# EXCERPTED PASSAGE
● ● ● ● ●
However, either type of system may be used only in a place inside or outside a building where its guide post can be fixed to a wall or the like. Also, the stage body cannot have a depth greater than the height of the post. In other words, the depth of the stage body is limited by the height of the post. Therefore, if either type of system is manufactured for use in a place with a floor-to-ceiling height of only 3 to 4 meters, such as a schoolroom, a recreation room or an assembly room of a school or a kindergarten or in an assembly room, a council room or a grand hall of a hotel or the like, the system cannot have a stage body having a depth of more than 3 to 4 meters. Thus it may further be said that the depth of the stage body is limited by the height from the floor to the ceiling.

A stage system similar to the foregoing ones was also proposed in Japanese Application for Registration of Utility Model No. 52-82315 (published under No. 60-25482) filed in the name of the inventor hereof.

Also, a folding stage system was proposed in Japanese Patent Application No. 41-44861 (published under No. 45-30907 and corresponding to U.S. patent application Ser. No. 509138 filed Nov. 22, 1965). This stage system includes a pair of stage components connected to each other so that the components can be displaced from horizontal positions to opposed vertical positions. Thus, if the stage system is used in a room having a floor-to-ceiling height slightly greater than the "folded height" of the system, the system may be so unfolded as to have a depth much greater than the floor-to-ceiling height. That is, the depth of the system is not limited by the floor-to-ceiling height. Also, if a plurality of such stage systems are arranged on a floor in such a manner that the systems make contact with one another, a stage with a desired area may be obtained.
● ● ● ● ●
# DATASET ROWS
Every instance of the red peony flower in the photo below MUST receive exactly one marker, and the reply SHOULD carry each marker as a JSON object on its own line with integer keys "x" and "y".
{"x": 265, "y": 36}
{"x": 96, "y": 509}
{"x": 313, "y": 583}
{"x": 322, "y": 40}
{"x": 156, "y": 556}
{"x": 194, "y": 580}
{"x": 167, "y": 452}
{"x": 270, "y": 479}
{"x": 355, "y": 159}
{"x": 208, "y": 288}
● ● ● ● ●
# EXERCISE BRIEF
Answer from the stage-system passage:
1. What does the passage say limits the depth of the stage body in systems whose guide post is fixed to a wall?
2. Which Japanese Application for Registration of Utility Model number was published under No. 60-25482?
3. How many stage components does the folding stage system include?
The lines above are not needed here.

# REPLY TO THE TASK
1. The height of the post.
2. No. 52-82315.
3. A pair.